> Work item: Transcribe the blog post on Chuck Hagel's "Face the Nation" remarks word for word, from "Combine those two, and" up to and including "stand by it.".

##### Quoted passage

Monday, May 14, 2007

What Are Isolationist Insulationist Power-Projectors? [Rich Lowry]
Maybe Chuck Hagel just got a little hung up on his words yesterday, but this was a bizarre passage in his "Face the Nation" interview:
I'm not happy with the Republican Party today. It has drifted from the party of Eisenhower, of Goldwater, of Reagan. The party that I joined, it isn't the same party. It's not. It's been hijacked by a group of single-minded almost isolationists, insulationists, power-projectors.
How can you be an isolationist (or an insulationist, for that matter) and power-projector at the same time? And isn't that an odd pejorative to throw at someone: You SOB, you want to project American power!
Meanwhile, Hagel continues to seem to me someone who strikes a credible pose of thoughtfulness without ever really thinking things through. He kept on saying that we need "to get our young men out of the middle of a civil war" and instead get our troops "into the counter-insurgency against al-Qaeda."
This is deeply confused. Stoking the civil war is central to al-Qaeda's strategy. You can't let the civil war blaze out of control and hope to wage a counter-insurgency among terrified people utterly riven by genocidal hatreds. The chief threat to al-Qaeda in Iraq over the long term is the creation of a somewhat stable, competent, fair-minded central government that can wage the fight against it without the taint of being an occupying army. And a full-on civil war is al-Qaeda's best way to try to stop that from happening.
So we are waging a counter-insurgency against al-Qaeda, no matter what Hagel thinks it should look like in his imaginary world. Whatever Hagel is, please don't call him a realist.
UPDATE
E-mails:
— Hi Rich-
I think Hagel (R-France) is just speaking the patois of the foreign policy cognoscenti, wherein “isolationist” is defined as “the projection of American power without the prior approval of our (sometimes nominal) allies.” It’s a peculiar definition, and he’s wrong on the merits, but in the echo chamber in which he’s speaking, it does have a certain internal logic.
—Is that more weird than this?
—Dear Mr. Lowry,
... allow me to offer my interpretation of what Hagel is saying, which seems pretty clear to me: that today's Republican Party is an unholy alliance of the old Isolationist Right, with its contempt for the rest of the world beyond the Ohio-Mississippi-Missouri Valley (esp. France and New York and Boston), and the Imperial World Savers, Wilson and TR. The worst of the old isolationism was its sneering and ignorant dismissal of everything outside Peoria, much like NRO's equally sneering and ignorant dismissal of the French and Continental Europe more generally. The worst sin of the Imperialist faction (on both left and right) is the kind of insensate and callous idealism so perfectly captured in Graham Green's THE QUIET AMERICAN.
Combine those two, and you get today's GOP. They're natural foes, but they're together at last in today's Republican Party.
You might not like my diagnosis of what ails you over on the right side of the aisle, but I stand by it.

##########
##### Data records

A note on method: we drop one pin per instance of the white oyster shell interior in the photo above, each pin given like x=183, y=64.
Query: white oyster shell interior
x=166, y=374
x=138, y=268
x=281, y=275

##########

> Answer to the exercise:
Combine those two, and you get today's GOP. They're natural foes, but they're together at last in today's Republican Party.
You might not like my diagnosis of what ails you over on the right side of the aisle, but I stand by it.